**WHAT THE TASK ASKS:** Each entry has to be reproduced in full, exactly as given.

**DATA FOR PROCESSING:**
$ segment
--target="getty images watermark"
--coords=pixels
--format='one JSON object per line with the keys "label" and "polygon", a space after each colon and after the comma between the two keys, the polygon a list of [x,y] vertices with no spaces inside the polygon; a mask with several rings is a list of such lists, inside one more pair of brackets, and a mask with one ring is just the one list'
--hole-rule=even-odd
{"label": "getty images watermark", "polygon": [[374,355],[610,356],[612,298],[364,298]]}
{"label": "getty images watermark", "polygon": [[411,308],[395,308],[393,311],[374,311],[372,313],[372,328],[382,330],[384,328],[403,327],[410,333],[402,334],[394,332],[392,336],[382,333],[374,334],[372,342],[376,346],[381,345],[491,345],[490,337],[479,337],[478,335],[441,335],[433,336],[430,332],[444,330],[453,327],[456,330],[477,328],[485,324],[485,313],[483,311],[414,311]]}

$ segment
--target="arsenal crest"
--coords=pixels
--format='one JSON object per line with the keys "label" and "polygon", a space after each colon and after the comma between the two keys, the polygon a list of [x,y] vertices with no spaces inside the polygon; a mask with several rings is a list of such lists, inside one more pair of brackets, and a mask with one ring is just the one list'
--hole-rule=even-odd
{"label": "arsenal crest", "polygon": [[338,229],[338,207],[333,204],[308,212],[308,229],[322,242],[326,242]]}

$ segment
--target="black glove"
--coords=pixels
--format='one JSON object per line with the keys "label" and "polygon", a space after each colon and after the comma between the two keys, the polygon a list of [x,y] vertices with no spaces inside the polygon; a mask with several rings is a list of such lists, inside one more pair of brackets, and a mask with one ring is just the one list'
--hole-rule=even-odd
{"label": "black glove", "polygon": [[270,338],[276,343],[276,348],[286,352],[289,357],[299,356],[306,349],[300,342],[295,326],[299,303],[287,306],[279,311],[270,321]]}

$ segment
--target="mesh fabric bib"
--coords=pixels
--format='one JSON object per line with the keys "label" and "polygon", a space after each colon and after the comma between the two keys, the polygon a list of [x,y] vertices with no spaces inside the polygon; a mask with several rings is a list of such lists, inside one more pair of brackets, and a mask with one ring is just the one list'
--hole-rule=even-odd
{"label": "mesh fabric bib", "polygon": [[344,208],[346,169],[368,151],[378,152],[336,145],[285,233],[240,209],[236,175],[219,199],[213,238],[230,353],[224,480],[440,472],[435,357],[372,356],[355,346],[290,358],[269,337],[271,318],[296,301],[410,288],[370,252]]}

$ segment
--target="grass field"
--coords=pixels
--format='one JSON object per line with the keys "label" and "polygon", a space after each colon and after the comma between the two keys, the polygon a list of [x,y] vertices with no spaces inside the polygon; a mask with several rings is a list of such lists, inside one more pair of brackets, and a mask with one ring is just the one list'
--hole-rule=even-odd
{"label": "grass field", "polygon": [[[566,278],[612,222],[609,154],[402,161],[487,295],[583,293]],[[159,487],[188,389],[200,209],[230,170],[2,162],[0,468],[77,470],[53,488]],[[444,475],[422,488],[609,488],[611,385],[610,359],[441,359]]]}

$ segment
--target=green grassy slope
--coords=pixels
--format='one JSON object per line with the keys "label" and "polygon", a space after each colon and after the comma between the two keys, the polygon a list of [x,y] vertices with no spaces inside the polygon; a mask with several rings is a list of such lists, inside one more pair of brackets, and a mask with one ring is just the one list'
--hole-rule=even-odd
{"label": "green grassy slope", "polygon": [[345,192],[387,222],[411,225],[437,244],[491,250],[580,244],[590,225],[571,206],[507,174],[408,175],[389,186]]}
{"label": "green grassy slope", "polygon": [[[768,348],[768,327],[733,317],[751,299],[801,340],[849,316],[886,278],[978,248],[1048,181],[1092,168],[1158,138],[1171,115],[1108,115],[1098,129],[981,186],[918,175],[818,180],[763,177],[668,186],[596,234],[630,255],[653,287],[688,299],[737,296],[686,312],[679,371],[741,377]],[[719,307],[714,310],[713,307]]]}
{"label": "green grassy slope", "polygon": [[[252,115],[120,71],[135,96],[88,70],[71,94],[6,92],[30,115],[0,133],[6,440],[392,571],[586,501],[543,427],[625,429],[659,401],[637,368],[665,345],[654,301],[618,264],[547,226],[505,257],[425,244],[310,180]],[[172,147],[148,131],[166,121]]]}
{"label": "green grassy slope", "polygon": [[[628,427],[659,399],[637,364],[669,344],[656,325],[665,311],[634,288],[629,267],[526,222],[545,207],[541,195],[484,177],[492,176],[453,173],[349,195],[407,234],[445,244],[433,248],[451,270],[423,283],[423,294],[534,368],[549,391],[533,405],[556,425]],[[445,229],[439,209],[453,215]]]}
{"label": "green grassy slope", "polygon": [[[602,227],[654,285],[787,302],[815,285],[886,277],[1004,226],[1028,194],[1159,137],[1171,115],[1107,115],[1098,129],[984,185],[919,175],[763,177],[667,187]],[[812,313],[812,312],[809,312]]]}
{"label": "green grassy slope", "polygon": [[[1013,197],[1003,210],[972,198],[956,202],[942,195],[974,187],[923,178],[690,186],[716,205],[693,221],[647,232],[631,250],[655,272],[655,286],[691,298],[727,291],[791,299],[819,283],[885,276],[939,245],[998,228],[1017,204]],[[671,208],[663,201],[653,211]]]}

**TASK RESULT:**
$ segment
--target="getty images watermark"
--coords=pixels
--format='one JSON object per line with the keys "label" and "polygon", a space after each colon and after the comma between the two keys, the polygon a list of [x,y] vertices with no spaces inside the polygon; a mask with several rings is a list of such lists, inside one more pair of brackets, and a mask with one ring is just the one list'
--hole-rule=even-odd
{"label": "getty images watermark", "polygon": [[374,355],[610,356],[612,298],[364,298]]}
{"label": "getty images watermark", "polygon": [[411,308],[395,308],[393,311],[374,311],[372,313],[372,328],[382,330],[384,328],[403,327],[410,333],[402,334],[394,332],[392,336],[382,333],[374,334],[372,342],[376,346],[381,345],[491,345],[490,337],[479,337],[478,335],[441,335],[433,336],[430,332],[444,330],[453,327],[456,330],[477,328],[485,324],[485,313],[483,311],[414,311]]}

$ segment
--target="arsenal crest"
--coords=pixels
--format='one JSON object per line with the keys "label" and "polygon", a space after each colon and after the comma between the two keys, the polygon a list of [x,y] vertices with no spaces inside the polygon; a mask with several rings is a list of such lists, inside one more pair of brackets, and a mask with one ring is just the one list'
--hole-rule=even-odd
{"label": "arsenal crest", "polygon": [[338,229],[338,207],[333,204],[308,212],[308,229],[322,242],[326,242]]}

$ segment
--target="black glove"
--coords=pixels
--format='one JSON object per line with the keys "label" and "polygon", a space after each colon and after the comma between the two keys, the polygon a list of [x,y] vertices with no spaces inside the polygon; a mask with several rings is a list of such lists, inside one more pair of brackets, and a mask with one ring is just the one list'
--hole-rule=even-odd
{"label": "black glove", "polygon": [[270,338],[276,343],[276,348],[286,352],[289,357],[299,356],[306,349],[300,342],[295,326],[299,303],[287,306],[279,311],[270,321]]}

$ segment
--target="mesh fabric bib"
--coords=pixels
--format='one JSON object per line with the keys "label" and "polygon", a space after each colon and after the comma between the two keys, the polygon a list of [x,y] vertices with no spaces inside the polygon; a mask with several rings is a list of such lists, inside one more pair of brackets, and a mask with one ring is just the one list'
--hole-rule=even-odd
{"label": "mesh fabric bib", "polygon": [[344,208],[346,169],[368,151],[378,152],[336,145],[285,233],[240,209],[236,175],[219,199],[213,238],[230,353],[224,480],[440,472],[435,357],[372,356],[355,346],[290,358],[269,337],[271,318],[296,301],[410,288],[370,252]]}

$ segment
--target="grass field"
--coords=pixels
--format='one JSON object per line with the keys "label" and "polygon", a space after each colon and after the comma between the two keys, the polygon a list of [x,y] vertices with no spaces inside the polygon; a mask with several rings is a list of such lists, inside one more pair of brackets, and a mask with one ring is just the one list'
--hole-rule=even-odd
{"label": "grass field", "polygon": [[[566,278],[612,222],[609,154],[402,161],[487,295],[583,293]],[[159,487],[188,389],[200,209],[230,170],[2,162],[0,468],[77,470],[53,488]],[[444,475],[422,488],[609,488],[611,385],[610,359],[441,359]]]}

$ segment
--target=green grassy slope
--coords=pixels
--format='one JSON object per line with the keys "label" and "polygon", a space after each colon and after the comma between the two keys, the polygon a list of [x,y] vertices with no spaces inside the polygon; a mask with several rings is a list of such lists, inside one more pair of brackets, and a mask with one ring is just the one list'
--hole-rule=even-odd
{"label": "green grassy slope", "polygon": [[345,192],[387,222],[411,225],[437,244],[491,250],[580,244],[590,225],[571,206],[507,174],[408,175],[389,186]]}
{"label": "green grassy slope", "polygon": [[[768,348],[768,327],[733,317],[751,299],[801,340],[849,316],[886,278],[978,248],[1048,181],[1092,168],[1158,138],[1171,115],[1108,115],[1098,129],[981,186],[918,175],[818,180],[763,177],[668,186],[596,234],[630,255],[653,287],[688,299],[737,296],[686,312],[679,371],[741,377]],[[719,307],[714,310],[713,307]]]}
{"label": "green grassy slope", "polygon": [[[252,115],[120,71],[135,96],[88,70],[71,94],[6,92],[30,115],[0,133],[6,440],[392,571],[586,501],[543,427],[625,429],[659,401],[637,368],[665,345],[654,301],[618,264],[547,226],[505,257],[425,244],[310,180]],[[172,147],[148,131],[166,121]]]}
{"label": "green grassy slope", "polygon": [[[628,427],[659,399],[637,364],[669,344],[656,325],[665,311],[634,288],[629,267],[526,222],[545,207],[541,195],[484,177],[492,176],[453,173],[349,195],[407,234],[445,244],[433,248],[451,270],[423,283],[423,294],[534,368],[549,391],[533,405],[556,425]],[[445,229],[439,209],[453,215]]]}
{"label": "green grassy slope", "polygon": [[[602,227],[654,285],[787,302],[815,285],[886,277],[1004,226],[1028,194],[1159,137],[1171,115],[1107,115],[1098,129],[984,185],[919,175],[763,177],[667,187]],[[812,313],[812,312],[809,312]]]}
{"label": "green grassy slope", "polygon": [[[1013,197],[1003,210],[972,198],[956,202],[942,195],[974,187],[923,178],[690,186],[716,205],[693,221],[647,232],[631,250],[655,272],[655,286],[691,298],[727,291],[791,299],[819,283],[885,276],[939,245],[998,228],[1017,204]],[[671,208],[663,201],[653,211]]]}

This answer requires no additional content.